• _Enunciado_: Explica en una a tres oraciones, según el fragmento sobre El Lagarto, por qué él bajó a las rocas durante la comida y por qué eso dejó atónito a Amador.

• _Fragmento proporcionado_:

------------------------

“La primera vez que conocí al Lagarto aluciné. Nos había invitado aquí, a comer a su casa a mí y a otros. Nos trajo un pulpo que él mismo había pescado. En un momento dado, dijo: ‘Bajo un momento a las rocas a buscar agua para cocerlo’. Y pensé: ¿cómo que a buscar agua? Salí fuera, fui corriendo detrás de él y vi lo que estaba haciendo. Aluciné con el tipo: no es que hubiera bajado al supermercado, es que estaba bajando literalmente por las rocas de debajo de su casa hacia el mar. Iba saltando como si fuera una cabra, con toda tranquilidad y con una habilidad que me asusté y dije: este se mata, carallo. Al poco, volvió con dos calderos de agua subiendo por mismas piedras por las que había bajado. Quedé acojonado. De eso hace cinco años”. Amador cuenta la anécdota siempre que puede. Es buen amigo del protagonista de esta historia desde hace años, cuando todavía no trapicheaba de restaurante en restaurante con el mejor marisco de la zona.
La muerte y el mar son dos cosas con las que se convive con frecuencia en el fin del mundo. En Fisterra (A Coruña), no es raro tener a alguien cercano a quien las olas se lo hayan tragado. Quien más, quien menos, se las ha visto con el devenir de la marea. Aquí, del mar se vive y se muere. A veces, con suerte, las mareas devuelven el cuerpo a la playa. Hay pocos que no se las hayan visto en esa situación complicada. Uno de ellos se llama Juan Manuel Santamaría, alias El Lagarto. Curtido, rudo, de manos y cara agrietadas por el viento y la sal, pero siempre vivo.

------------------------

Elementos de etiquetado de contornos

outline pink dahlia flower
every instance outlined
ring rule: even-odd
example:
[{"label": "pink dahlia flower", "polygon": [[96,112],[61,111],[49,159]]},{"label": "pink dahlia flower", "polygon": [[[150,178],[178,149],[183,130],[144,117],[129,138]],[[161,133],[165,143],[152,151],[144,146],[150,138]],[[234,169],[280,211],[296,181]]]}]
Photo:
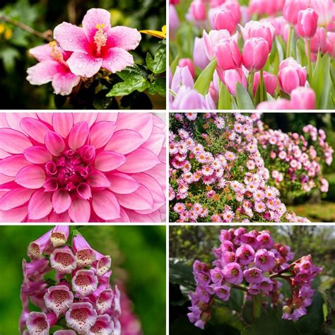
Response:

------------------------

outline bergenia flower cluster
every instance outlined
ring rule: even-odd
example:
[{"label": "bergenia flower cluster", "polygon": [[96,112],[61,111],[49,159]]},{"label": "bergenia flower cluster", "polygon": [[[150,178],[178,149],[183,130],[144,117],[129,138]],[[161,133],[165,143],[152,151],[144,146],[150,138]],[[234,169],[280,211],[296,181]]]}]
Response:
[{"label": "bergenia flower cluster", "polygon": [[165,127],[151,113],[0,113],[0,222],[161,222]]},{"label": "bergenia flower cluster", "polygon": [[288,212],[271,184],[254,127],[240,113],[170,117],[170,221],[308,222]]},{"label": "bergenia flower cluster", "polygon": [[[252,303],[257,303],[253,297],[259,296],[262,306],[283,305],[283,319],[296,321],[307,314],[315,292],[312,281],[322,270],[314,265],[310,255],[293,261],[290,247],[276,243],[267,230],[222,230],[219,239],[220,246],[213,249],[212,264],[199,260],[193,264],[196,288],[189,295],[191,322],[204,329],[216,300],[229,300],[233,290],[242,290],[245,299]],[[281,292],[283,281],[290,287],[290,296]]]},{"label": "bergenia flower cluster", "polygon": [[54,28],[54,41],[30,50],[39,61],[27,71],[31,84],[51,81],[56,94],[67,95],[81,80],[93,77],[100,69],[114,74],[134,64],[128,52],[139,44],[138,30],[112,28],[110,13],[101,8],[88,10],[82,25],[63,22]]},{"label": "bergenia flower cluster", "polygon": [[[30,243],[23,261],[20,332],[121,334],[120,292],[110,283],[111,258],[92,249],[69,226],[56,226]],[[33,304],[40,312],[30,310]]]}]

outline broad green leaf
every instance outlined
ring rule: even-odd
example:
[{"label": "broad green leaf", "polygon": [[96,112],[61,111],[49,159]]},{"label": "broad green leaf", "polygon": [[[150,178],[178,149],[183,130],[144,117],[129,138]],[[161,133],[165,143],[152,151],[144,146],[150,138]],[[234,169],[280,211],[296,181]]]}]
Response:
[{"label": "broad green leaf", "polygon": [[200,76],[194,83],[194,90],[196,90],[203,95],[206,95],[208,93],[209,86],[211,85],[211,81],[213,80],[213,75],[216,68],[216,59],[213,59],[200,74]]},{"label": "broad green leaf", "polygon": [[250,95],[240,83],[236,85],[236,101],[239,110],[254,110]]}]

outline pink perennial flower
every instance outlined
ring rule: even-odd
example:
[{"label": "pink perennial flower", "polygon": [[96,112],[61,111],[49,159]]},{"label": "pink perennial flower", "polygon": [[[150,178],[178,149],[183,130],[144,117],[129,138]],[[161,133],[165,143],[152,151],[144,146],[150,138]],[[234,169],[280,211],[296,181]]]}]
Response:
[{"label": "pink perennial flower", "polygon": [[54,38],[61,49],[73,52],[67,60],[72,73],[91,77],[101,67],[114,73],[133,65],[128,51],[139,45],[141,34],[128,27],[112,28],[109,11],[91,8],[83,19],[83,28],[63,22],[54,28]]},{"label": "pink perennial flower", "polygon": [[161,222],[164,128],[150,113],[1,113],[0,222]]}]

------------------------

• _Respuesta_: El Lagarto bajó a buscar agua para cocer el pulpo que él mismo había pescado. Amador quedó atónito porque no había ido al supermercado, sino que bajaba literalmente por las rocas hacia el mar. Iba saltando como una cabra, con tanta tranquilidad y habilidad que Amador se asustó.